Starting at the beginning of the records and ending at the line that contains "914 636 L 905", write those lines out again with every "instance" changed to "occurrence" and everything else unchanged.

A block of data
# # # # #

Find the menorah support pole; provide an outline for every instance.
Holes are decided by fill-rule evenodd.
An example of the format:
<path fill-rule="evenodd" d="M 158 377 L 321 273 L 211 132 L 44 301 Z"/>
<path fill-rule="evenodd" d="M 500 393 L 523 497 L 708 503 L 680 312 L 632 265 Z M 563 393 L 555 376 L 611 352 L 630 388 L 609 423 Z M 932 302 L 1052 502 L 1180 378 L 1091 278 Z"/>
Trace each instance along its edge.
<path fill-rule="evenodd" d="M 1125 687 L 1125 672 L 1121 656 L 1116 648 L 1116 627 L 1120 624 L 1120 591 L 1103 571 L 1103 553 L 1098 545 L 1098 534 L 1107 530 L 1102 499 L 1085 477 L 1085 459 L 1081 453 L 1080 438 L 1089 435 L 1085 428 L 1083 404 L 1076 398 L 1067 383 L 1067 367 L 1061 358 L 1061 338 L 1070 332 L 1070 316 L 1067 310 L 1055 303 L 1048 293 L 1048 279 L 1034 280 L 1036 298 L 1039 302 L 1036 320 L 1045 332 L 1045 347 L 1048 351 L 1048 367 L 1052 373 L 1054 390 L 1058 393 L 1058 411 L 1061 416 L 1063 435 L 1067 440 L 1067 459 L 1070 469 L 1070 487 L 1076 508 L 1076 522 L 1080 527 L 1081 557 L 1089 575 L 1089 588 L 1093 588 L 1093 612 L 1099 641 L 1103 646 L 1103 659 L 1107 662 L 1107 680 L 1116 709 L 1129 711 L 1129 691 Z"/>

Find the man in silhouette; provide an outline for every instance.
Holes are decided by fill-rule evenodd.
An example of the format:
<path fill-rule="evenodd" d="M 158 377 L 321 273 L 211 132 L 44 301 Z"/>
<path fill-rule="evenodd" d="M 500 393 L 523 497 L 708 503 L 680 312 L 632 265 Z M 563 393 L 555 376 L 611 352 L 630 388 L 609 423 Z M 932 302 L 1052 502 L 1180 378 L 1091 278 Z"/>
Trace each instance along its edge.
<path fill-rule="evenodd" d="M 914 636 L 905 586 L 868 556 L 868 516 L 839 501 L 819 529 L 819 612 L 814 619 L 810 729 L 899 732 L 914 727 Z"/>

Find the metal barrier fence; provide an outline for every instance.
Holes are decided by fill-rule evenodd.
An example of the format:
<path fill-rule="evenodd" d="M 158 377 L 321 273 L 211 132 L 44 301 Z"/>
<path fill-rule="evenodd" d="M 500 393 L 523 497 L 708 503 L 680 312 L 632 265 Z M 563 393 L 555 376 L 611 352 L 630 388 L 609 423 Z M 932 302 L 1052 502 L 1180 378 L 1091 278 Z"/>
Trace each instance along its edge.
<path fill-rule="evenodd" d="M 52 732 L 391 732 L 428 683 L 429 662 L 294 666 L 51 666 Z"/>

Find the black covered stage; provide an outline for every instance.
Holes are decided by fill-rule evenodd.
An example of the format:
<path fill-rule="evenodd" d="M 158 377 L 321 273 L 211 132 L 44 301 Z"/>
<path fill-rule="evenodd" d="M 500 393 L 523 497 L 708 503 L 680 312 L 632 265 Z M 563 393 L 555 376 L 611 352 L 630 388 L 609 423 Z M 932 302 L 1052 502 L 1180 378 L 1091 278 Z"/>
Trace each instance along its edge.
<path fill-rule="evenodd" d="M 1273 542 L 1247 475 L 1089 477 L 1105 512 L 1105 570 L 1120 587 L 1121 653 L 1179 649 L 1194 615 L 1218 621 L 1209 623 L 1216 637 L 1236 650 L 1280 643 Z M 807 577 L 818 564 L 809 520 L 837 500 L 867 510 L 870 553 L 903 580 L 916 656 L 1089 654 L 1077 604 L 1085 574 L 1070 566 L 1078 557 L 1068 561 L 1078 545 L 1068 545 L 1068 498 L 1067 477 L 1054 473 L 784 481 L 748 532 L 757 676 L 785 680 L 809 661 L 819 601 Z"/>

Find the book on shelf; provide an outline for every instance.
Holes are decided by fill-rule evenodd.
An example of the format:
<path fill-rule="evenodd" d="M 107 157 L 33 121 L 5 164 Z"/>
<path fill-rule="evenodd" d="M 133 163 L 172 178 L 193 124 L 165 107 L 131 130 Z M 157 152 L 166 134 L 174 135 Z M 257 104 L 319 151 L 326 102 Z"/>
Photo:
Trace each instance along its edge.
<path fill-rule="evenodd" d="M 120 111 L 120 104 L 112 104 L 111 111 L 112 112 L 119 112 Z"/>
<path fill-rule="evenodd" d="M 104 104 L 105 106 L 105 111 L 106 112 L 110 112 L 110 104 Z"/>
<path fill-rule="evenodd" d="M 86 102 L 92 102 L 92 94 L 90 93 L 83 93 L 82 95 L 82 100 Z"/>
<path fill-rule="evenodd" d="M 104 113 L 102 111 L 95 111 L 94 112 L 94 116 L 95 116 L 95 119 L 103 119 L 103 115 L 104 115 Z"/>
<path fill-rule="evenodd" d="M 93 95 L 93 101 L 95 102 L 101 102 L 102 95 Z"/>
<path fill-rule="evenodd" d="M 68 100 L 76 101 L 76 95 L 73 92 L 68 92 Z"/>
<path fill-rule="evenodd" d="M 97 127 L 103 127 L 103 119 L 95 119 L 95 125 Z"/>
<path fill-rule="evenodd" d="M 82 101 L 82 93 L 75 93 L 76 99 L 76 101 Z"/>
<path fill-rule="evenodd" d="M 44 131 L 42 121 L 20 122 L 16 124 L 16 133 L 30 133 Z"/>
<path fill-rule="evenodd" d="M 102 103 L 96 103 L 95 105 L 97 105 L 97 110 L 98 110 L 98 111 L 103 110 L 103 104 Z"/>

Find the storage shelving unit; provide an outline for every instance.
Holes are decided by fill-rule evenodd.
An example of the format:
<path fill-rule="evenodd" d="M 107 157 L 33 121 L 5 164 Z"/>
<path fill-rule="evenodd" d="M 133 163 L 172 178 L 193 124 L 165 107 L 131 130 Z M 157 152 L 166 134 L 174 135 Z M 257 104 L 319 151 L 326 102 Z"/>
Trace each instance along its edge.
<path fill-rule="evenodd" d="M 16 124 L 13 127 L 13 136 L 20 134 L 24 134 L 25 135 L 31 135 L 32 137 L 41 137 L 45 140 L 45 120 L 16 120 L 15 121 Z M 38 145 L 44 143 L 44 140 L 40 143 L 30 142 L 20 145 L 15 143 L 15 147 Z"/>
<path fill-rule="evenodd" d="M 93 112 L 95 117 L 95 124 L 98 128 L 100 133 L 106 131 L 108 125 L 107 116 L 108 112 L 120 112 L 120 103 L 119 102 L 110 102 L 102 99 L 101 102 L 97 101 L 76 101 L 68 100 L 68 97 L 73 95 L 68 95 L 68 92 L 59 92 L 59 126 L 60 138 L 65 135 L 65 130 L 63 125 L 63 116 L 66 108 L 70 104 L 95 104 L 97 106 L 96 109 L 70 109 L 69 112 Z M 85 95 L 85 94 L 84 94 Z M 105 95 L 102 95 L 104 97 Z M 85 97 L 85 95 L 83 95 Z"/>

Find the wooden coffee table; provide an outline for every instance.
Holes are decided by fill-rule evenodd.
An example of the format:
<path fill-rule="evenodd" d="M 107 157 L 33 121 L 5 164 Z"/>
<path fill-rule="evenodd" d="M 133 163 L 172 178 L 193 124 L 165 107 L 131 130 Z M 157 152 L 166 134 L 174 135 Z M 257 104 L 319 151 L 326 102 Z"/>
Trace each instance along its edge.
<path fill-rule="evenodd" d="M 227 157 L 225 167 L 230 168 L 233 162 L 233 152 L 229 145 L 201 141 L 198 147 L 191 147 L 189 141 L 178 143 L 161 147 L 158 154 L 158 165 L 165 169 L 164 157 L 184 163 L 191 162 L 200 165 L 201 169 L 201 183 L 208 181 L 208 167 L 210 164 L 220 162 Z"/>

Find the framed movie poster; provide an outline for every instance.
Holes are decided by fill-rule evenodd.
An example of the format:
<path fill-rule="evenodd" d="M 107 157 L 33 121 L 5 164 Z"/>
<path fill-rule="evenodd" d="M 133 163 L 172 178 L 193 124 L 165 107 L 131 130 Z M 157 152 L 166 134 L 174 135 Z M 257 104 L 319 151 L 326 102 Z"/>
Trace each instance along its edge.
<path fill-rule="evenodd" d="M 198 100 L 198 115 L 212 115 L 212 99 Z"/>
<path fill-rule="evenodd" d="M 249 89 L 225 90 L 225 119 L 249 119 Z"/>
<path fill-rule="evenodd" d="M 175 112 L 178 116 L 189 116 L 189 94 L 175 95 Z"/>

# # # # #

▶ _Output of the exercise_:
Find the menorah support pole; provide an outline for every occurrence.
Holes are decided by fill-rule evenodd.
An example of the format:
<path fill-rule="evenodd" d="M 158 377 L 321 273 L 211 132 L 44 301 Z"/>
<path fill-rule="evenodd" d="M 500 393 L 523 497 L 708 503 L 680 312 L 632 265 Z M 563 393 L 555 376 L 611 352 L 630 388 L 609 423 Z M 932 302 L 1052 502 L 1180 378 L 1091 278 Z"/>
Trace each occurrence along its edge.
<path fill-rule="evenodd" d="M 1125 687 L 1125 672 L 1121 656 L 1116 648 L 1116 627 L 1120 624 L 1120 591 L 1103 571 L 1103 553 L 1098 545 L 1098 534 L 1107 530 L 1102 499 L 1085 477 L 1085 459 L 1081 453 L 1080 438 L 1089 435 L 1085 428 L 1083 404 L 1076 398 L 1067 383 L 1067 367 L 1061 358 L 1061 338 L 1070 332 L 1070 316 L 1067 310 L 1055 303 L 1048 293 L 1048 279 L 1034 280 L 1036 298 L 1039 302 L 1036 320 L 1045 332 L 1045 347 L 1048 351 L 1048 367 L 1052 373 L 1054 390 L 1058 393 L 1058 411 L 1061 416 L 1063 435 L 1067 440 L 1067 459 L 1070 469 L 1070 487 L 1076 508 L 1076 522 L 1080 527 L 1081 557 L 1089 575 L 1089 588 L 1093 588 L 1093 612 L 1099 641 L 1103 646 L 1103 659 L 1107 662 L 1107 680 L 1116 709 L 1129 711 L 1129 691 Z"/>

Find the man in silhouette; provide an outline for every occurrence.
Holes are decided by fill-rule evenodd.
An example of the format:
<path fill-rule="evenodd" d="M 158 377 L 321 273 L 211 132 L 44 301 Z"/>
<path fill-rule="evenodd" d="M 500 393 L 523 497 L 708 503 L 680 312 L 632 265 Z M 563 393 L 555 376 L 611 352 L 630 388 L 609 423 Z M 932 302 L 1052 502 L 1180 378 L 1091 278 Z"/>
Trace each occurrence along its edge.
<path fill-rule="evenodd" d="M 914 636 L 905 586 L 868 556 L 868 516 L 839 501 L 819 529 L 819 612 L 814 619 L 810 729 L 899 732 L 914 727 Z"/>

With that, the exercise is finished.